## GOAL OF THE EXERCISE
Gather all lines in the entries that include the word "distant".

## SUPPLIED MATERIAL
━━━━━━━━━━━━━━━━━━━━━━━━━━━━━━

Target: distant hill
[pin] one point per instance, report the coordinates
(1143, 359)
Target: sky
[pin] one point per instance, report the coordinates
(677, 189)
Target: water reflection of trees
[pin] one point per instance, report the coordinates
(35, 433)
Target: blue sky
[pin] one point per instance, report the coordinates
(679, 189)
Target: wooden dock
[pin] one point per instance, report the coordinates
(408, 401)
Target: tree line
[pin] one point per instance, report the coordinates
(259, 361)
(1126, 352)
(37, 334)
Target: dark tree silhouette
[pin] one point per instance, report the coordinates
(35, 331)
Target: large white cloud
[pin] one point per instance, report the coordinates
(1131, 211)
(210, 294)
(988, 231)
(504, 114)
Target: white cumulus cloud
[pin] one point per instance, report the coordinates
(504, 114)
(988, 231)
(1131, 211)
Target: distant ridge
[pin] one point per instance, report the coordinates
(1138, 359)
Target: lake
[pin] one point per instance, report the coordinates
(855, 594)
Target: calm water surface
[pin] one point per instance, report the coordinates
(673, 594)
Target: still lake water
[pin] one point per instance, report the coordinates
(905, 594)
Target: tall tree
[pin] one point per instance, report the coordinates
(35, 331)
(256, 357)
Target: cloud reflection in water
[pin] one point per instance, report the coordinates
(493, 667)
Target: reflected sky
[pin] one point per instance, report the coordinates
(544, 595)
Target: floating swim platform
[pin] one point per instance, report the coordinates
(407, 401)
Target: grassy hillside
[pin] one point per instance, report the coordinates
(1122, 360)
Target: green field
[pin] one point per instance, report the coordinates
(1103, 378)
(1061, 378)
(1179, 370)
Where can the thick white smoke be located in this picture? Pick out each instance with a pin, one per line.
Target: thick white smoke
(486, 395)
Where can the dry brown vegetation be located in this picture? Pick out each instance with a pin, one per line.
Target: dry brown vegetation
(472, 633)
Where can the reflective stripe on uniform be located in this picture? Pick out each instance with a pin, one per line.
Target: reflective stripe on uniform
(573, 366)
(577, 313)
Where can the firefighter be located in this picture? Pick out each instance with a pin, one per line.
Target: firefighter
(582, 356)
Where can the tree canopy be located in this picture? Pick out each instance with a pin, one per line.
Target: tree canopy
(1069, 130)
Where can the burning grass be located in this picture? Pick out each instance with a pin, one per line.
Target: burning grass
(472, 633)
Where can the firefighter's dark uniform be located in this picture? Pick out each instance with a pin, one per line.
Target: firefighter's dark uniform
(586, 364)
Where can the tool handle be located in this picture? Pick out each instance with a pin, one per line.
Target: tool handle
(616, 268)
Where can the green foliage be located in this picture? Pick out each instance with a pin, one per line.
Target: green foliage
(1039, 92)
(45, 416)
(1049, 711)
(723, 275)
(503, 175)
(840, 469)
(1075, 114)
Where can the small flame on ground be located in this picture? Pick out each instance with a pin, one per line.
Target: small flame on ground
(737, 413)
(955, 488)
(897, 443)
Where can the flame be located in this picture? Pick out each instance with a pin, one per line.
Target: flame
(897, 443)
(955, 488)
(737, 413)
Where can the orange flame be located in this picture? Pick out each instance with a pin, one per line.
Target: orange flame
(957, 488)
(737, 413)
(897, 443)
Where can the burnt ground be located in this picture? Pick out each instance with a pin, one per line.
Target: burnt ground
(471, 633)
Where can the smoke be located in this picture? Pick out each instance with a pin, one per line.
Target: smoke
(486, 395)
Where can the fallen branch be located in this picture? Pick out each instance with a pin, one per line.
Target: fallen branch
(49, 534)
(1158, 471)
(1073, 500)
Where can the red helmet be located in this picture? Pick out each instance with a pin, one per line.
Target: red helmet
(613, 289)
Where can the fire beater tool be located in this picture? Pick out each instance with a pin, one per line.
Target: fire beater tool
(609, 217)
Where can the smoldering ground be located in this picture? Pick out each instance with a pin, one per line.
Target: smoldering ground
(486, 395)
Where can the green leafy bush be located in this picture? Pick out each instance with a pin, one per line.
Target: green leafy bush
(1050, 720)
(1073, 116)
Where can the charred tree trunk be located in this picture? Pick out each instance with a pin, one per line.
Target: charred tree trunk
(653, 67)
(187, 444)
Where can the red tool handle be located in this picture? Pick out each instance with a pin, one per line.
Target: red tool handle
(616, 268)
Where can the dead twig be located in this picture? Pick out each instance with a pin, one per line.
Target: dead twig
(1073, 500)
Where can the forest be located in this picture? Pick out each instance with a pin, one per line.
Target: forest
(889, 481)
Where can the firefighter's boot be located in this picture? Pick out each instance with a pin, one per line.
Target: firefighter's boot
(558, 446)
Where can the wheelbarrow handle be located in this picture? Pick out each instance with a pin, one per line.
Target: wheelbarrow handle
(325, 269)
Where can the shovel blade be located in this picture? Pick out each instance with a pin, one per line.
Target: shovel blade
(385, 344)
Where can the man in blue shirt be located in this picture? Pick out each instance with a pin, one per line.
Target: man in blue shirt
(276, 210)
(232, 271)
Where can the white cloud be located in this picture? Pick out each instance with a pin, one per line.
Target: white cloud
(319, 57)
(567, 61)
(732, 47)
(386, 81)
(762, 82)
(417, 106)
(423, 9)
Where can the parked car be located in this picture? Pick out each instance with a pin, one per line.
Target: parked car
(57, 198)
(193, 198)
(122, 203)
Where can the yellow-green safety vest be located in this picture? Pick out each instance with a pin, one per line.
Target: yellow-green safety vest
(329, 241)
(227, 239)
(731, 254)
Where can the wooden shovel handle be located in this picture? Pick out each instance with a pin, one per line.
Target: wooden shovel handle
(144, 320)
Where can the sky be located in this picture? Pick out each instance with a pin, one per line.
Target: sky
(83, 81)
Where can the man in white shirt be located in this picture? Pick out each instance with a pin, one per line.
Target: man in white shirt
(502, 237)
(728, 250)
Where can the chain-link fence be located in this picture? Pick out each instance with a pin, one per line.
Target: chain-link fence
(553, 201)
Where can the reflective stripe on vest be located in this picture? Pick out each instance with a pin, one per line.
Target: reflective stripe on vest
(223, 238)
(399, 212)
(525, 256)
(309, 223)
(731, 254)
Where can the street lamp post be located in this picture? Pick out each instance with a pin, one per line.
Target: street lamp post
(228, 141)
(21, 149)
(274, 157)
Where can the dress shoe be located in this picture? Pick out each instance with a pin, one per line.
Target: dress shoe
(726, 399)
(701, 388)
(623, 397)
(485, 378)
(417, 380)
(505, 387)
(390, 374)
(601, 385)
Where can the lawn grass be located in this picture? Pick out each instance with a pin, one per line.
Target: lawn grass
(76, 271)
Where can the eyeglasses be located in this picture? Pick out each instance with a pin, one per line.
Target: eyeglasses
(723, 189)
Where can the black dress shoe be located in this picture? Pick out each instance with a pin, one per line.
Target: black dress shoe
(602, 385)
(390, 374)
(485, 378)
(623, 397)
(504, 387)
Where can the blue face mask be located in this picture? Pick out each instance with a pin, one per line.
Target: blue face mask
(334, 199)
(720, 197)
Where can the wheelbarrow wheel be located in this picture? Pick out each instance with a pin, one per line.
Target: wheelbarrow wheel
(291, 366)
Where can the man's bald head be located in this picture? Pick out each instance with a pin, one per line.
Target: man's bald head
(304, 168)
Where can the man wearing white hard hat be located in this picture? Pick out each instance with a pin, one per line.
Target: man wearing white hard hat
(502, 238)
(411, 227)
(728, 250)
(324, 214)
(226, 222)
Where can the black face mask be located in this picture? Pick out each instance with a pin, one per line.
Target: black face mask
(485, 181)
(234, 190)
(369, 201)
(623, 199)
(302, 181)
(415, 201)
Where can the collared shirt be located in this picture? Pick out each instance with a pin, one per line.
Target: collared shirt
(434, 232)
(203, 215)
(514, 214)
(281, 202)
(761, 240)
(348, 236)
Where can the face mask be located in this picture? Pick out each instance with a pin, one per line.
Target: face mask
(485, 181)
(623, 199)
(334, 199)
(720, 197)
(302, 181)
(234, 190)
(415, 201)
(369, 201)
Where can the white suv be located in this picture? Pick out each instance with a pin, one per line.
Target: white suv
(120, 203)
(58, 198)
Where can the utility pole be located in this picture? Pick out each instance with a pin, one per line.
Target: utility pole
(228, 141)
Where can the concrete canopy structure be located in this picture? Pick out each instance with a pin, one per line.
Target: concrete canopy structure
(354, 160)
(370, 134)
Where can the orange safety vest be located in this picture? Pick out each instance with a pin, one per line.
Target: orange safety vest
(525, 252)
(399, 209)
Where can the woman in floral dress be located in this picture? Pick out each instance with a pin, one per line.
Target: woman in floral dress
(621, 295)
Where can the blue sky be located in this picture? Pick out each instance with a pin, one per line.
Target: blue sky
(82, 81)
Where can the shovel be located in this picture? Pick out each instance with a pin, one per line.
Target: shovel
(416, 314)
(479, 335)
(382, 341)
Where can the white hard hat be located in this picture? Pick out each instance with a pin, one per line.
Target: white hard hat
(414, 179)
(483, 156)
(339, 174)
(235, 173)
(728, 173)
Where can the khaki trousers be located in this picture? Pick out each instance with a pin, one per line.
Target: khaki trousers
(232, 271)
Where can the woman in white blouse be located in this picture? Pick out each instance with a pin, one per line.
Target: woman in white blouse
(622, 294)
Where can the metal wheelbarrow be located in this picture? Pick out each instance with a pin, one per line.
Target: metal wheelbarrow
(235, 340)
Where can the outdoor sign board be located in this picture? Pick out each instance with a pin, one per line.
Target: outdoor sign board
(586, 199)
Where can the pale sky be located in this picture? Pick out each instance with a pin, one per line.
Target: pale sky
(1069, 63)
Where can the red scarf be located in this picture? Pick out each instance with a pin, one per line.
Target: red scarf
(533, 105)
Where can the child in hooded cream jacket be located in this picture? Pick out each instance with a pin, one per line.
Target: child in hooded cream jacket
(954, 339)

━━━━━━━━━━━━━━━━━━━━━━━━━━━━━━

## ANSWER TO THE EXERCISE
Target: distant hill
Target: distant ridge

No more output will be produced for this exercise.